-- Start --

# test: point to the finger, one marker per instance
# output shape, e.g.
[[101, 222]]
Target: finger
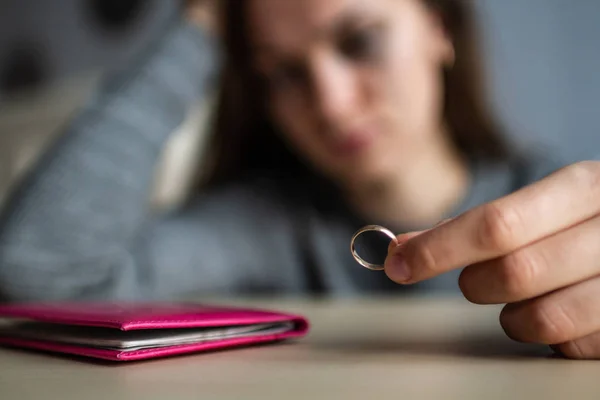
[[558, 317], [561, 260], [585, 348], [561, 200]]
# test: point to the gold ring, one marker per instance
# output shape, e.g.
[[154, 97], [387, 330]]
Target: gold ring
[[369, 228]]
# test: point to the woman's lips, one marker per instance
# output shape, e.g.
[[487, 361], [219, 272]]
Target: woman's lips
[[353, 143]]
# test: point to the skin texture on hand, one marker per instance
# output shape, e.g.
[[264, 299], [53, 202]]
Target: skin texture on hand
[[535, 250]]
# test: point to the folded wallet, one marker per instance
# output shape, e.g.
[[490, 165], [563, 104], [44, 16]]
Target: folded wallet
[[134, 331]]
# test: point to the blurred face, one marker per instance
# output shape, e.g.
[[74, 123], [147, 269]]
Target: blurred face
[[354, 85]]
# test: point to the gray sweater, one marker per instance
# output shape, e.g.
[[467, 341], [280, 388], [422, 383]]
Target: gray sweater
[[79, 226]]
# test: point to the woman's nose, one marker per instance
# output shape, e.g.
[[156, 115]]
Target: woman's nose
[[335, 90]]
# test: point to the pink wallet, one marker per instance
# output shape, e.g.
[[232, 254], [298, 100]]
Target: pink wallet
[[135, 331]]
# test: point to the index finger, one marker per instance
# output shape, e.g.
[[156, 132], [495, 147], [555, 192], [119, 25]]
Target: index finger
[[565, 198]]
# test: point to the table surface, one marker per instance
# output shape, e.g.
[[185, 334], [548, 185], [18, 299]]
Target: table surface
[[379, 348]]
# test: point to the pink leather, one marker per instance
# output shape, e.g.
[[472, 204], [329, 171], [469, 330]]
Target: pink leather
[[131, 316]]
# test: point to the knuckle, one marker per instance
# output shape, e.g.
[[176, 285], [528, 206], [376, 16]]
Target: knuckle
[[498, 227], [519, 272], [551, 323]]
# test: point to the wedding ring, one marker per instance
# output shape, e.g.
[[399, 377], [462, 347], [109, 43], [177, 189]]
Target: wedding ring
[[369, 228]]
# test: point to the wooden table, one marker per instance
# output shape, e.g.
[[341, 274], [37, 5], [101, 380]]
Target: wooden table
[[357, 349]]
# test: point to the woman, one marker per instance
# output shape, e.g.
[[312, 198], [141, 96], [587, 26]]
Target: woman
[[382, 102]]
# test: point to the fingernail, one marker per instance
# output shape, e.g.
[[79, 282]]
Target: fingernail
[[397, 269]]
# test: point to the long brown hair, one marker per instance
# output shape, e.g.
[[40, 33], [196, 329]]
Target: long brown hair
[[245, 141]]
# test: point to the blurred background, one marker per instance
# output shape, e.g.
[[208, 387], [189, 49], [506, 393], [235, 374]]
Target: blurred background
[[542, 54]]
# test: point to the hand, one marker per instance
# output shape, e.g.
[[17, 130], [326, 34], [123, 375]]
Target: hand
[[538, 250]]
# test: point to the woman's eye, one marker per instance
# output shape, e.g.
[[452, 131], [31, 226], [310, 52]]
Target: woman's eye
[[360, 45]]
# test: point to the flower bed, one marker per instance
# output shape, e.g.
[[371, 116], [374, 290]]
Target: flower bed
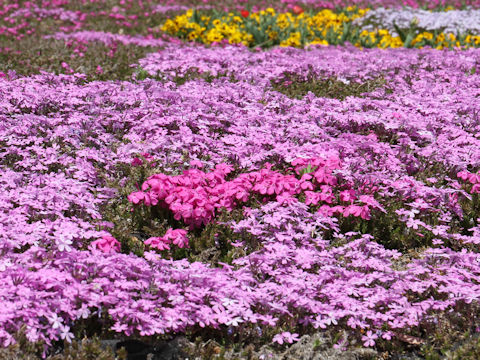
[[242, 195]]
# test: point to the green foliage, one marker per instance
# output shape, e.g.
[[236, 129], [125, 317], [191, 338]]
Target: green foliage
[[297, 86], [32, 55], [86, 349]]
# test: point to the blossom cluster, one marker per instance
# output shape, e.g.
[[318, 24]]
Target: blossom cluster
[[334, 192]]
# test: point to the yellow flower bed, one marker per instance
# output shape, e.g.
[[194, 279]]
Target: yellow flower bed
[[269, 28]]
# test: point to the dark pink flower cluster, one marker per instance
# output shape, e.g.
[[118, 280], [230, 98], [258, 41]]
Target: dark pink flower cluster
[[177, 237], [472, 178]]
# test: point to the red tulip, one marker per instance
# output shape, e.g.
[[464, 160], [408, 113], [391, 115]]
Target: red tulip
[[297, 10]]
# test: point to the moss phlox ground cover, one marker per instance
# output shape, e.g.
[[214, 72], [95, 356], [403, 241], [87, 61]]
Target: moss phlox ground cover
[[188, 188]]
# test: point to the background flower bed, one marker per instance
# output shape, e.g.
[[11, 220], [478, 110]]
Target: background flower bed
[[366, 202]]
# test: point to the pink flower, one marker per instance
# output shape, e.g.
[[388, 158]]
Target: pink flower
[[285, 337], [196, 163], [136, 197], [137, 162], [159, 243], [107, 244], [177, 236], [369, 338], [464, 175]]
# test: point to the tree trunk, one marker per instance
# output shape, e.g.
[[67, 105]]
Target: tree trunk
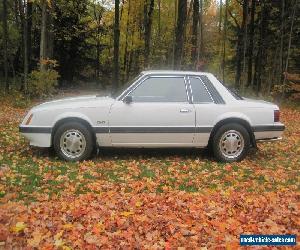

-- End --

### Job
Print all of the records above again, line for line, leaving out the pictures.

### Result for this task
# test: point to the finger, one marker per instance
# output shape, e.g.
[[101, 222]]
Target: finger
[[558, 317], [561, 260], [585, 348], [561, 200]]
# test: point to the gold ring, one marker per instance
# output shape, e.g.
[[154, 97], [387, 330]]
Target: gold ring
[[369, 228]]
# test: point to the woman's lips, one marker per instance
# output shape, e.g.
[[487, 361], [219, 272]]
Target: woman's lips
[[353, 143]]
# test: point to the skin texture on hand, one marker per instance
# output shape, e.g.
[[264, 299], [53, 202]]
Target: skin texture on hand
[[535, 250]]
# test: point to the folded wallet, one marker per instance
# output shape, e.g.
[[490, 165], [563, 104], [44, 16]]
Target: folded wallet
[[134, 331]]
# test: point to the blurred face, one marker per instance
# output shape, e.g.
[[74, 123], [147, 269]]
Target: blurred face
[[354, 85]]
# test: point to the gray sweater, one marker per instance
# output shape, e.g.
[[467, 341], [280, 388], [422, 383]]
Target: gray sweater
[[79, 226]]
# test: point to the woman's nose, one marker per instance
# output shape, e.g.
[[156, 115]]
Target: woman's nose
[[335, 90]]
# test: point to the pink wallet, one marker per instance
# output shape, e.g.
[[232, 254], [298, 100]]
Target: pink wallet
[[135, 331]]
# test: point to the index finger, one marker per instance
# output shape, e.g.
[[156, 132], [495, 147], [555, 192], [119, 25]]
Target: index finger
[[565, 198]]
# test: point to the table surface, one marker per instance
# output shape, e.g.
[[185, 334], [548, 185], [18, 299]]
Target: table surface
[[379, 348]]
# test: point to the pink leather, one marker per instance
# output shape, e.g.
[[472, 204], [329, 171], [469, 330]]
Target: pink leather
[[131, 316]]
# test: point to the knuckle, one marker per instance
# output shape, e.g.
[[176, 285], [528, 206], [376, 16]]
Target: knuckle
[[498, 227], [519, 272], [551, 323]]
# test: point to the wedding ring, one marker per instance
# output shape, e.g.
[[399, 377], [462, 347], [109, 43], [177, 189]]
Target: wedding ring
[[369, 228]]
# test: point to the wooden table, one marker per instance
# output shape, e.g.
[[341, 274], [37, 5], [101, 380]]
Target: wooden table
[[357, 349]]
# test: point to the woman, one marker per instance
# output shape, e.g.
[[312, 198], [141, 96], [587, 26]]
Target: woman
[[382, 102]]
# test: point to the fingernail, one marker per instance
# output shape, e.g.
[[79, 282]]
Target: fingernail
[[397, 269]]
# test: point to the long brown hair, one marker per instance
# output shape, e.g.
[[40, 33], [196, 329]]
Target: long brown hair
[[245, 141]]
# test: point to the blurred background, one marker per instance
# output shape, e.g.
[[208, 387], [189, 49], [506, 393], [235, 374]]
Target: blurred background
[[542, 54]]
# test: point to the hand, one marker per instance
# output shape, e.g.
[[17, 130], [326, 34], [123, 375]]
Target: hand
[[538, 250]]
# test: point to the woman's eye, one marker per instance
# output shape, e.g.
[[452, 131], [31, 226], [310, 52]]
Target: woman's eye
[[360, 45]]
# test: point to the flower bed, one marker per instance
# output shape, e.g.
[[371, 116], [374, 290]]
Target: flower bed
[[242, 195]]
# test: point to the green foliage, one marker per instance
# output shape, e.g.
[[236, 129], [125, 317], [191, 338]]
Target: green foliage
[[297, 86], [32, 55], [86, 349]]
# test: point to the blossom cluster, one marker per instance
# output shape, e.g.
[[318, 24]]
Target: blossom cluster
[[334, 192]]
# test: point to the yellow flower bed, one marker per instance
# output shape, e.g.
[[194, 279]]
Target: yellow flower bed
[[269, 28]]
# test: point to the dark pink flower cluster, one marker per instance
# output shape, e.g.
[[118, 280], [230, 98], [258, 41]]
Target: dark pink flower cluster
[[177, 237], [472, 178]]
# test: point to the red tulip, one marker per instance
# output shape, e.g.
[[464, 160], [408, 113], [391, 115]]
Target: red tulip
[[297, 10]]
# test: point to the moss phlox ground cover, one marker per instance
# output shape, e.g.
[[214, 72], [95, 356], [403, 241], [87, 61]]
Target: moss phlox ground cover
[[188, 188]]
# test: point to the background flower bed, one marker per instance
# output shape, e.g.
[[11, 220], [478, 110]]
Target: background flower bed
[[366, 202]]
# test: point to the pink flower, one marker per instance
# output shape, e.g.
[[388, 158]]
Target: pink flower
[[285, 337], [196, 163], [136, 197], [137, 162], [159, 243], [107, 244], [177, 236], [369, 338], [464, 175]]
# test: point to the tree trunk, one marker per instance
# output shape, e.g.
[[67, 105]]
Target: tree trunk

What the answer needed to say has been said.